- Born: Janet Atlantis Marshall February 4, 1913 Chicago, Illinois
- Died: June 9, 2009 (aged 96) Warrenton, Oregon
- Education: Bryn Mawr College Yale University
- Occupations: Novelist; playwright; social activist; biographer; professor; journalist; politician;
- Spouse(s): Philip Stevenson Benson Rotstein
- Children: Joseph Stevenson, Edward Stevenson
- Writing career
- Pen name: Janet Marshall, Janet Lewis, Clare Thorne, Allison Thorne, Jane(t) Holmes, Jane Marsh

= Janet Stevenson =

American writer and social activist (1913–2009)

Janet Marshall Stevenson (February 4, 1913 – June 9, 2009) was an American writer, teacher and social activist who wrote in the areas of civil rights, the women's movement, the peace movement, the environment and the arts. She published works in multiple fiction and nonfiction genres, and was recipient of several awards. She co-authored the successful 1943 Broadway play, Counterattack, which was adapted for the screen. She wrote a biography of California Attorney General Robert W. Kenny, who had defended the Hollywood Ten before the House Un-American Activities Committee. She and her husband Philip Stevenson were placed on the Hollywood blacklist for their political beliefs and associations. She spent the latter decades of her life in Oregon where she became active in local politics.

────────────────────

| Stated goal 1 |
List every pen name given in the Janet Stevenson text.
| Stated goal 2 |
Reproduce the part of the Janet Stevenson text that opens with the words containing "- Born: Janet" and closes with "social activist (1913–2009)".
| Stated goal 3 |
In one to three sentences, explain why, according to the Janet Stevenson text, she and her husband Philip Stevenson were placed on the Hollywood blacklist.
Rely only on the Janet Stevenson text for what comes next.

| Dataset section |
────────────────────

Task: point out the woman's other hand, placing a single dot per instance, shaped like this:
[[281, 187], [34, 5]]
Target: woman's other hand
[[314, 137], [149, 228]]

────────────────────

| Written solution 1 |
Janet Marshall, Janet Lewis, Clare Thorne, Allison Thorne, Jane(t) Holmes, Jane Marsh

| Written solution 2 |
- Born: Janet Atlantis Marshall February 4, 1913 Chicago, Illinois
- Died: June 9, 2009 (aged 96) Warrenton, Oregon
- Education: Bryn Mawr College Yale University
- Occupations: Novelist; playwright; social activist; biographer; professor; journalist; politician;
- Spouse(s): Philip Stevenson Benson Rotstein
- Children: Joseph Stevenson, Edward Stevenson
- Writing career
- Pen name: Janet Marshall, Janet Lewis, Clare Thorne, Allison Thorne, Jane(t) Holmes, Jane Marsh

= Janet Stevenson =

American writer and social activist (1913–2009)

| Written solution 3 |
They were placed on the Hollywood blacklist because of their political beliefs and associations.